### Provided data
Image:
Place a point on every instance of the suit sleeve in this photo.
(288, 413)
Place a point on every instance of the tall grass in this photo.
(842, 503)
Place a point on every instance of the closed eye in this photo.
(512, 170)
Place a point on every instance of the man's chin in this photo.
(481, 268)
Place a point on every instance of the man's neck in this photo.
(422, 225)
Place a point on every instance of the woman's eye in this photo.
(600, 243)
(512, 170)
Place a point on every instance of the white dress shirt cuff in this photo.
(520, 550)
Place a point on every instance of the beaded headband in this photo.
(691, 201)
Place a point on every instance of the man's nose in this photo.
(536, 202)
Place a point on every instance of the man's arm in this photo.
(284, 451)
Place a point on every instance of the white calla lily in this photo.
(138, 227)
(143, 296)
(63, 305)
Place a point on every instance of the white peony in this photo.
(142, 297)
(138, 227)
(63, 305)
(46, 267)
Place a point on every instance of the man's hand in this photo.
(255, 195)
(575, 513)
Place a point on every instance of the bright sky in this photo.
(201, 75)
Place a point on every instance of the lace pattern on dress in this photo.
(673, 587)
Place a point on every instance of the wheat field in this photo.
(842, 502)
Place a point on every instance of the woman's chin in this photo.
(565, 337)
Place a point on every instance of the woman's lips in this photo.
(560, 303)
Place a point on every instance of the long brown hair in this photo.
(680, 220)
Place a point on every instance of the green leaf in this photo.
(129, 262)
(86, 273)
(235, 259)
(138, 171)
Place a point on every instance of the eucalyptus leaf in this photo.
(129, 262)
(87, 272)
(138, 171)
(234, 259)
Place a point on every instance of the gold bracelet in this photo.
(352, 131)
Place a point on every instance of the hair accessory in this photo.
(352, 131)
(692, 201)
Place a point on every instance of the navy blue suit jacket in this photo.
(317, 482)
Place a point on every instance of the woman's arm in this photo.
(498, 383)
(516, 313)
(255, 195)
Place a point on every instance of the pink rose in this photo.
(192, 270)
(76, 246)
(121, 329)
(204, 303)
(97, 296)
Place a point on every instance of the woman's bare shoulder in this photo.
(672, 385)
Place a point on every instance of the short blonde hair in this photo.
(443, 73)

### Problem to solve
Would you output every entry exactly as it was written?

### The completed task
Image:
Place a point on every instance of the suit sleeve in this photo.
(288, 413)
Place a point on every instance of the tall grass in this photo.
(842, 503)
Place a point on every instance of the closed eye in this photo.
(512, 170)
Place a point on every instance of the man's chin in this photo.
(481, 268)
Place a point on every instance of the man's neck in this photo.
(422, 225)
Place a point on every instance of the woman's eye in this photo.
(600, 243)
(512, 170)
Place a point on every instance of the white dress shirt cuff in this photo.
(520, 550)
Place a point on every instance of the beaded headband in this photo.
(691, 201)
Place a point on every instance of the man's nose in this photo.
(536, 202)
Place a point on every instance of the man's arm in this photo.
(284, 451)
Place a point on every instance of the white calla lily in this photo.
(138, 227)
(143, 296)
(63, 305)
Place a point on every instance of the white peony in this photo.
(142, 297)
(138, 227)
(63, 305)
(46, 267)
Place a point on every instance of the man's hand in this photo.
(255, 195)
(575, 513)
Place a point on every instance of the bright sky in this photo.
(201, 75)
Place a point on every instance of the lace pattern on dress in this photo.
(673, 587)
Place a point on every instance of the wheat field in this photo.
(842, 502)
Place a point on every instance of the woman's chin in this photo.
(565, 337)
Place a point on every instance of the woman's lips in this photo.
(560, 303)
Place a point on every instance of the long brown hair in this photo.
(680, 220)
Place a point on every instance of the green leaf in this photo.
(129, 262)
(86, 273)
(235, 259)
(138, 171)
Place a point on every instance of the eucalyptus leaf in this photo.
(129, 262)
(87, 272)
(138, 171)
(234, 259)
Place a point on every instance of the gold bracelet in this photo.
(352, 131)
Place a point on every instance of the hair accessory in this photo.
(352, 131)
(692, 201)
Place a point on every instance of the navy blue suit jacket in this photo.
(317, 482)
Place a point on every instance of the woman's arm in this photo.
(498, 383)
(516, 313)
(255, 195)
Place a point on every instance of the pink rose in this photo.
(192, 270)
(76, 246)
(121, 329)
(204, 303)
(97, 296)
Place a point on every instance of the woman's bare shoulder in this photo.
(672, 385)
Place a point on every instance of the short blonde hair in this photo.
(443, 73)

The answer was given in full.